Natural-language object grounding data
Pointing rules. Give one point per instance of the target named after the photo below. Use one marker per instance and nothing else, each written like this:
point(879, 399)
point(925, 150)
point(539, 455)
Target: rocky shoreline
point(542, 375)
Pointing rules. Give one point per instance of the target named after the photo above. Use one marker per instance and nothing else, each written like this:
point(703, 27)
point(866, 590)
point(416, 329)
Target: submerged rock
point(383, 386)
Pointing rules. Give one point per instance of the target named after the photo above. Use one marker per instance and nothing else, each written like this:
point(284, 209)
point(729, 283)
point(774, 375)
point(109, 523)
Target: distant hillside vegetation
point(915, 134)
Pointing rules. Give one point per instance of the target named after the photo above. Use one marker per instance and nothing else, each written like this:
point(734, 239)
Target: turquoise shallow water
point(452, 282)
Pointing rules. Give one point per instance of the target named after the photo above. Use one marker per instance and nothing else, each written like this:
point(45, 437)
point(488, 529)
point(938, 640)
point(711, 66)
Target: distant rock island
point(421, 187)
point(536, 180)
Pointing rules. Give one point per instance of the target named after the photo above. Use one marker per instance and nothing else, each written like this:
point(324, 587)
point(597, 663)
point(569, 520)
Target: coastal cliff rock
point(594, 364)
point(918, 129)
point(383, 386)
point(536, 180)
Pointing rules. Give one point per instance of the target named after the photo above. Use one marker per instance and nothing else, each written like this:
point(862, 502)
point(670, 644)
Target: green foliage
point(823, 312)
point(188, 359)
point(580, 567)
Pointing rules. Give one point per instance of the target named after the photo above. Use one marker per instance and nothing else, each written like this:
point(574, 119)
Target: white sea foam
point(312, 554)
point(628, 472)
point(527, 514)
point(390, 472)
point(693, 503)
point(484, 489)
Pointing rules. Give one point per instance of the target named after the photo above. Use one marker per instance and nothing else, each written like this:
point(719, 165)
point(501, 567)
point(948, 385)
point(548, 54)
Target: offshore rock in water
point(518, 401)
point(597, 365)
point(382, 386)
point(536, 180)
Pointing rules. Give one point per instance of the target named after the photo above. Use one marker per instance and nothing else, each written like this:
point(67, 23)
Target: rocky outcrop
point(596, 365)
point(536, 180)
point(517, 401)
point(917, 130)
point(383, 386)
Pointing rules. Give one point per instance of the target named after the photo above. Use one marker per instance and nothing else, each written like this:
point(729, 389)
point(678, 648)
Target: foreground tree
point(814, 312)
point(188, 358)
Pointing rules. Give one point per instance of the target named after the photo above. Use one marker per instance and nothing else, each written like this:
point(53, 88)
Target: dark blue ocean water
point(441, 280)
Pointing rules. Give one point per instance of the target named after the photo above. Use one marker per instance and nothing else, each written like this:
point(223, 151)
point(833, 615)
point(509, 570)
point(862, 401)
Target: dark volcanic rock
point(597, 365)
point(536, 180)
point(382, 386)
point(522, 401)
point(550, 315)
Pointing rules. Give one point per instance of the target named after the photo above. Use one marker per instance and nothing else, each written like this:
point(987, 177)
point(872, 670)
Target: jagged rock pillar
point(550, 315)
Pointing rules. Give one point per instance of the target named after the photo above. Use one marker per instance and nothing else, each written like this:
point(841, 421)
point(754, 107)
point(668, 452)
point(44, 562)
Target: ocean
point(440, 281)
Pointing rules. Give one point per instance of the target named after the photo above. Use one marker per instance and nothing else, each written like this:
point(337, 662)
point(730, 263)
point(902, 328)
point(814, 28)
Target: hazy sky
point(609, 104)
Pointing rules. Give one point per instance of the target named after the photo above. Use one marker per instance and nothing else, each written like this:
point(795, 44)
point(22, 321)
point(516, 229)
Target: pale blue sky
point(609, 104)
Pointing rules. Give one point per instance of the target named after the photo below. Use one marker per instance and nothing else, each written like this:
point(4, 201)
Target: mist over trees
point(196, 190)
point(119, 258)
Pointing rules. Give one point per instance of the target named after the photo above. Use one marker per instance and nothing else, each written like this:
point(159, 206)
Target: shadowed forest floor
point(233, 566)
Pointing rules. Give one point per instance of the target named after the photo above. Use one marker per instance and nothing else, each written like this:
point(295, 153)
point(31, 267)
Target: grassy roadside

» **TASK ITEM**
Only the lines above from the line with "point(509, 570)" to the line with "point(814, 28)", those two lines included, should be reproduced exactly.

» **COMPLETED TASK**
point(509, 570)
point(862, 401)
Target: dark volcanic rock
point(597, 365)
point(536, 180)
point(382, 386)
point(522, 401)
point(550, 315)
Pointing rules. Give one point per instance of the target named after the photo above. Use one marker per instance and nothing else, each written like this:
point(987, 177)
point(872, 670)
Target: jagged rock pillar
point(550, 315)
Pointing rules. Give one point per instance of the target named after the photo above. Use one marker per instance and nothing else, each written like this:
point(841, 421)
point(754, 107)
point(668, 452)
point(44, 562)
Target: ocean
point(440, 281)
Pointing rules. Give one point per instance of the target named after the photo above. Use one marker per instance and nothing else, each written like this:
point(337, 662)
point(730, 263)
point(902, 328)
point(814, 28)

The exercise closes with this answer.